# Exercise
Can you turn the rows between the line containing "As a warehouse robot's perception module, locate phone" and the line containing "567, 221, 675, 283", inclusive, into a numbered list with any blank lines dropped?

━━━━━ Data to process

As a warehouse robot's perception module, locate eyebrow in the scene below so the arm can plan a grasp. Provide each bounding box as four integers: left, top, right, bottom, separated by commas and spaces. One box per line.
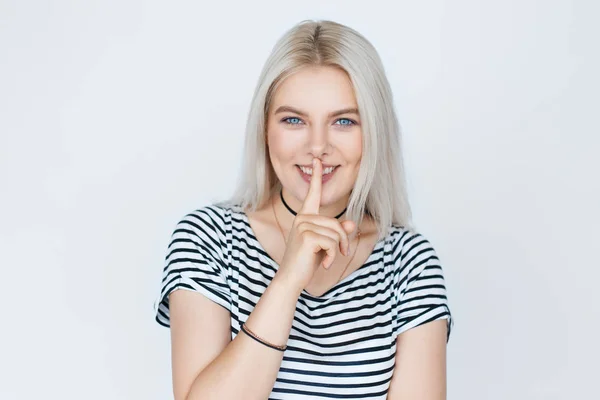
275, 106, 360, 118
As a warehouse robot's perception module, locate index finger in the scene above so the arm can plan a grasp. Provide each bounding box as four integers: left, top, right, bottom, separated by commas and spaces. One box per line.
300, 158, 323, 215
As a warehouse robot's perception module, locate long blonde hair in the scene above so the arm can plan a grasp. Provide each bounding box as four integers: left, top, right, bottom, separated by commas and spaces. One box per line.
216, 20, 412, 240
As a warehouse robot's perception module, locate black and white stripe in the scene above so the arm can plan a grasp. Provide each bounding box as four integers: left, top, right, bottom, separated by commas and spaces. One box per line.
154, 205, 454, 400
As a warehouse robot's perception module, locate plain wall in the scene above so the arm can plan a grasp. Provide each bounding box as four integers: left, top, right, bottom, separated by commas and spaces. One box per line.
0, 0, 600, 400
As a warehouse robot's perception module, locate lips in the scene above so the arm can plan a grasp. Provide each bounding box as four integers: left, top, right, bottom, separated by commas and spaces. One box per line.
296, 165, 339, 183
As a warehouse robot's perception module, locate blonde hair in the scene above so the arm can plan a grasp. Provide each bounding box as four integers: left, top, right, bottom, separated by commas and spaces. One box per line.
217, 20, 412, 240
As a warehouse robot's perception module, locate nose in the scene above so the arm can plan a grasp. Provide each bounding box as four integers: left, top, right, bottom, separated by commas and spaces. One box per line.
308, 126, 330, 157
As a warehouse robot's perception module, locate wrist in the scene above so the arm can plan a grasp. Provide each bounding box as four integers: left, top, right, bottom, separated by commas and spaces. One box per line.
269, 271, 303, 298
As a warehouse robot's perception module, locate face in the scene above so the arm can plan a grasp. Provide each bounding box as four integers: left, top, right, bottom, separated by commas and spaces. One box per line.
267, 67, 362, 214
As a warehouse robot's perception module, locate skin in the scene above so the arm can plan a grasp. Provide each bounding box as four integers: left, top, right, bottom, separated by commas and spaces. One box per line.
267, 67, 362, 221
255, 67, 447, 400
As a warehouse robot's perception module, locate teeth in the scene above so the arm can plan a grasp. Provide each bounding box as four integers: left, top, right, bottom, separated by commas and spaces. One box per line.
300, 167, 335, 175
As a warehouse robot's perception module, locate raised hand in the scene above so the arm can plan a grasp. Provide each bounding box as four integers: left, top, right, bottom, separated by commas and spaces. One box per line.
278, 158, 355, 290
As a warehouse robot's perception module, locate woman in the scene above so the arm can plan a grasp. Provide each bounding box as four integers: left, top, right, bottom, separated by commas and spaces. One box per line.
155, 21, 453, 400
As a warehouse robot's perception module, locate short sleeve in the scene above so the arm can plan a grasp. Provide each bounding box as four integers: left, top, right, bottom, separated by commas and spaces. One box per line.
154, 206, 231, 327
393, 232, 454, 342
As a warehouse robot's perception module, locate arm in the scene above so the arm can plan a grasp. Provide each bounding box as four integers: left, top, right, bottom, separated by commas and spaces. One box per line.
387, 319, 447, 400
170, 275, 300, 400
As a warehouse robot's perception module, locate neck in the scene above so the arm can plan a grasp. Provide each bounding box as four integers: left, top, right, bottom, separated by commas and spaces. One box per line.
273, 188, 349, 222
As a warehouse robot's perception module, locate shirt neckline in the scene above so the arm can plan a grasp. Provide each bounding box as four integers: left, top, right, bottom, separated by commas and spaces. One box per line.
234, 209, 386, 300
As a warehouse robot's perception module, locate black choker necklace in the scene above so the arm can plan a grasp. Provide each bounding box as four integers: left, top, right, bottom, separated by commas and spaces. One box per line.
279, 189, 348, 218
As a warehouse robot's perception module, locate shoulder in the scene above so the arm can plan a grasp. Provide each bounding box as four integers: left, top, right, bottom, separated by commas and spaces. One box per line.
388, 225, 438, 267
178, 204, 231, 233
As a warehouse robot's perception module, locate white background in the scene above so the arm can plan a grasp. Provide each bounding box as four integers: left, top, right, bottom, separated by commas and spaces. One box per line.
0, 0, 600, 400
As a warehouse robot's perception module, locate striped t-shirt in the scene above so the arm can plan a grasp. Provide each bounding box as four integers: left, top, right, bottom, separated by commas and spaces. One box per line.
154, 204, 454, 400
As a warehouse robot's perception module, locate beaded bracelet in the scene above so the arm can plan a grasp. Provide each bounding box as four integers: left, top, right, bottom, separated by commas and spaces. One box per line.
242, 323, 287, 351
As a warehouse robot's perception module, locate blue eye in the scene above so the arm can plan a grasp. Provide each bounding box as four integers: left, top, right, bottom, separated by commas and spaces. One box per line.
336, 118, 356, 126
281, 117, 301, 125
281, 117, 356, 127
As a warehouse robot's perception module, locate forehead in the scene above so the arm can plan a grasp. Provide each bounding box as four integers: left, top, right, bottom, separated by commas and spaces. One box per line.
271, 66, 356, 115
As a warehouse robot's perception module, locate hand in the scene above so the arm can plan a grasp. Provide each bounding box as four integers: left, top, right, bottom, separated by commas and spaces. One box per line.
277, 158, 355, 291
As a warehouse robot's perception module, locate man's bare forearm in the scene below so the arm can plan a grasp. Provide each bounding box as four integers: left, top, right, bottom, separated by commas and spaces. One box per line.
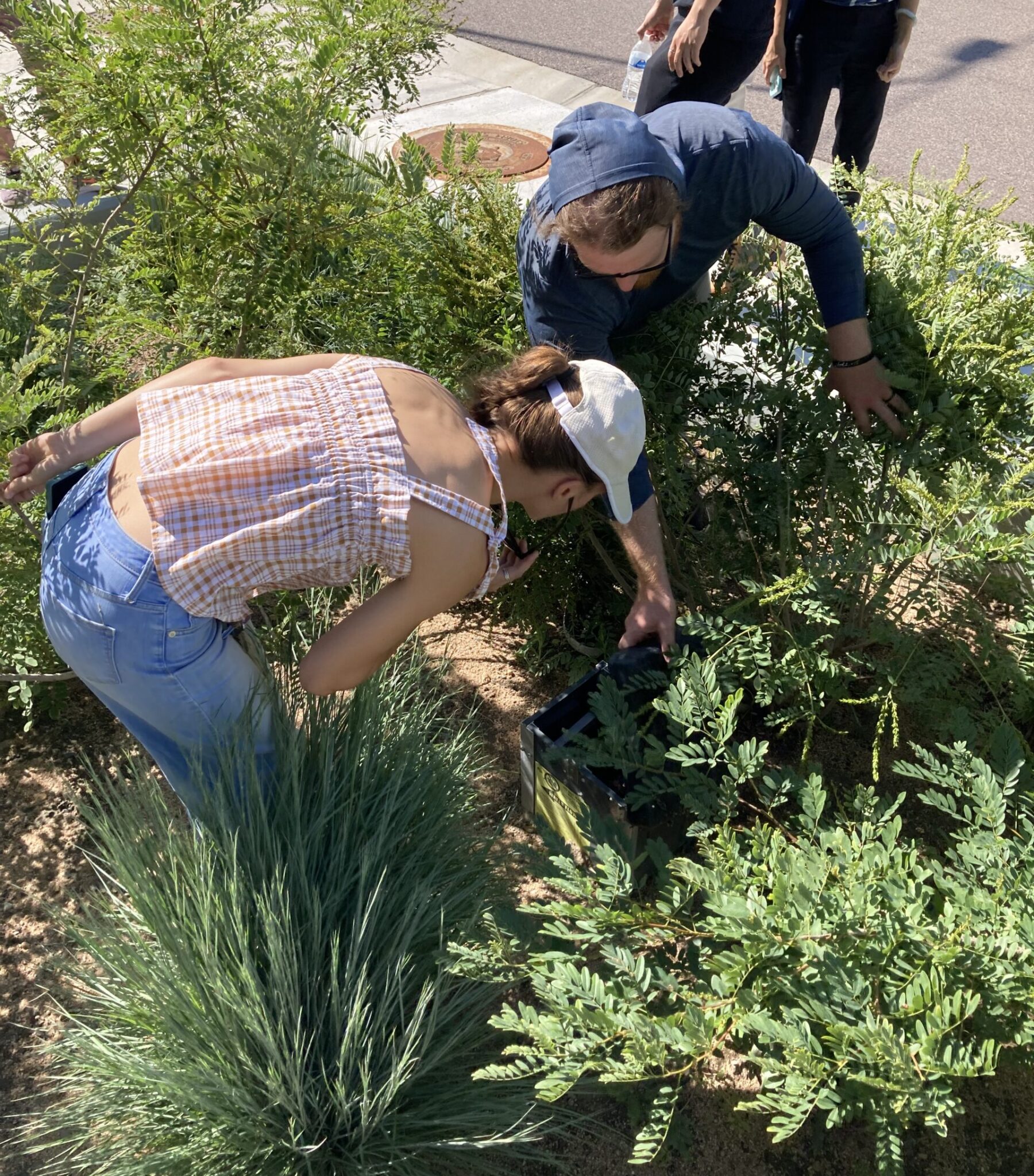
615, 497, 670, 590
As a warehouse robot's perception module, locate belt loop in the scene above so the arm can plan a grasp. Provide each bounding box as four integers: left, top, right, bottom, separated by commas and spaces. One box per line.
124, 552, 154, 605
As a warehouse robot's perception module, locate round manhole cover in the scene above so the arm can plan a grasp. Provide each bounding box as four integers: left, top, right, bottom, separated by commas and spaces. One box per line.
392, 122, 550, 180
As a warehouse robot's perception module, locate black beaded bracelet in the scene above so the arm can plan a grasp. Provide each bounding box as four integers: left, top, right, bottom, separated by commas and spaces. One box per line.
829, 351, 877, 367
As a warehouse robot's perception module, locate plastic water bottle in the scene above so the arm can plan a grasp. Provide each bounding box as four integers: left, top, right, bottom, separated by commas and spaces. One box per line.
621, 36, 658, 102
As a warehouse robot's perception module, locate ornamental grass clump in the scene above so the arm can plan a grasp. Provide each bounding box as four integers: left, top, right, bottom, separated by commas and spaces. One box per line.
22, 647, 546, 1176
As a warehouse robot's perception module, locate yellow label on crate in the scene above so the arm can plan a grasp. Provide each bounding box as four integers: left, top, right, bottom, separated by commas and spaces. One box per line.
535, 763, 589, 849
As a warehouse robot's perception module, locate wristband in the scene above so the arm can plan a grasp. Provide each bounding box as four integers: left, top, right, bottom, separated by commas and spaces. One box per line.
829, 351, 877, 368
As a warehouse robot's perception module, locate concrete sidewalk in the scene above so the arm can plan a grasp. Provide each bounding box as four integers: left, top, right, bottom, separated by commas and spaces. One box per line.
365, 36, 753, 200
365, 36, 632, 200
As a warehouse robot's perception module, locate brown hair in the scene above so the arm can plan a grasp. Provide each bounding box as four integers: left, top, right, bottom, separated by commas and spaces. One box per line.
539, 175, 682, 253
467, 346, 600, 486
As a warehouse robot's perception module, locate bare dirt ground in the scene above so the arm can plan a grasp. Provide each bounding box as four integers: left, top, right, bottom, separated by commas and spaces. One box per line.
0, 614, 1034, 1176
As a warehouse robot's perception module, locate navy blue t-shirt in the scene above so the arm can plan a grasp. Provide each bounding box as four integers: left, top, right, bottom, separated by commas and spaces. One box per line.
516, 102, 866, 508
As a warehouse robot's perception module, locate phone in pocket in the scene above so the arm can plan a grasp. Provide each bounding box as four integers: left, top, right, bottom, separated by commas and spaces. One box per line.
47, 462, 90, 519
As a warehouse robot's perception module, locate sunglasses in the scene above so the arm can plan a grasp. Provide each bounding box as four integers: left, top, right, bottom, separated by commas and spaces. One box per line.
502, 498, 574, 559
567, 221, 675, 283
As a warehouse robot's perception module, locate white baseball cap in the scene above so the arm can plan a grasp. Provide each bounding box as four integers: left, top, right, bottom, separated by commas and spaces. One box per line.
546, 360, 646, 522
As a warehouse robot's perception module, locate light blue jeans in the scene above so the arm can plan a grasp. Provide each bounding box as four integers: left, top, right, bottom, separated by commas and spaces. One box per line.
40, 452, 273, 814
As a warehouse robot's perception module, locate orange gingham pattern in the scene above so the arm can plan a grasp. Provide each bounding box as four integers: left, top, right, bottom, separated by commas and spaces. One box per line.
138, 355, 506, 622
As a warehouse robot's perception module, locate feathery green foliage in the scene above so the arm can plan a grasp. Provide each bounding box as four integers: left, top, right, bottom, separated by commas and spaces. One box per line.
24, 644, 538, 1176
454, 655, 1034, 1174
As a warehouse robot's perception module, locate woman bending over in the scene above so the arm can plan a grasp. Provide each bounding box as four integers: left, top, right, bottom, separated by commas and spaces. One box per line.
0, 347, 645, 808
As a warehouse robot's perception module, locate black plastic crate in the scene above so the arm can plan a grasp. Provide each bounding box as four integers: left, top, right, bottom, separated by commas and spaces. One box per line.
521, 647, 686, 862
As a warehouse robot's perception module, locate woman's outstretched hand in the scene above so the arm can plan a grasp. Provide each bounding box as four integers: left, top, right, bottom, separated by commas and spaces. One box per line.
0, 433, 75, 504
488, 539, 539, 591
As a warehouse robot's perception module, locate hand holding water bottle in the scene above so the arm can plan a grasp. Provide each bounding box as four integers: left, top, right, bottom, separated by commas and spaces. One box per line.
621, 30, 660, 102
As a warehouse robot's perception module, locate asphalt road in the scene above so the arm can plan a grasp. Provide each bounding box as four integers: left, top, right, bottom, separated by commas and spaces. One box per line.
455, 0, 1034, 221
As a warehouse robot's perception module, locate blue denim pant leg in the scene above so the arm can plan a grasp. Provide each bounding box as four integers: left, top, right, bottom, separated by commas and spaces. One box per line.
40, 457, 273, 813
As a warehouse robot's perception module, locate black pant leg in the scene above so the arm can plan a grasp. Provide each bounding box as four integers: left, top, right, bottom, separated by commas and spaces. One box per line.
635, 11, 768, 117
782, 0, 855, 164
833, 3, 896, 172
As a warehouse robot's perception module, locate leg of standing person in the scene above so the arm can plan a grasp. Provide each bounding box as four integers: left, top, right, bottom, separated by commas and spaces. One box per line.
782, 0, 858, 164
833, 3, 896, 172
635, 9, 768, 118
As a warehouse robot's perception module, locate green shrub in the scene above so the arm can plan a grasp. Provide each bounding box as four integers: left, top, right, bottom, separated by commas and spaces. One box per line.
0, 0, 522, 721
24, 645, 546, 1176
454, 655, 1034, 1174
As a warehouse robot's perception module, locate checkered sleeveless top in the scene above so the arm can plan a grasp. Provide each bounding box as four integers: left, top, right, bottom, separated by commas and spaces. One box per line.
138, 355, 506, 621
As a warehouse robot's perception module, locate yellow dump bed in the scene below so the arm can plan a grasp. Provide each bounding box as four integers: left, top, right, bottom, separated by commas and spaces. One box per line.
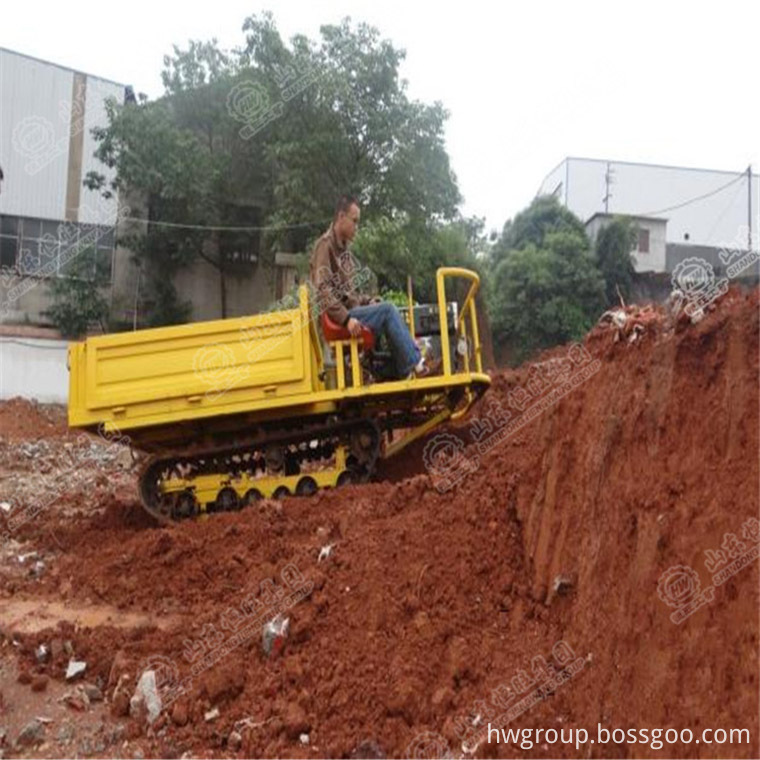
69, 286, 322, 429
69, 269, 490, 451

━━━━━━━━━━

# Exercise result
1. As a warehouse robot's perception module, locate phone in pocket in the scene above so the arm can plan a grasp. Provide each bounding box as four integers: left, top, right, bottom, separated by commas and spaces. One box per line.
2. 47, 462, 90, 519
3. As a warehouse robot's perception module, locate sunglasses in the scene above so the arm can plan a grasp. Provide each bounding box as four integers: left, top, right, bottom, separated by commas and spaces. One box per line.
4. 502, 498, 574, 559
5. 567, 221, 675, 283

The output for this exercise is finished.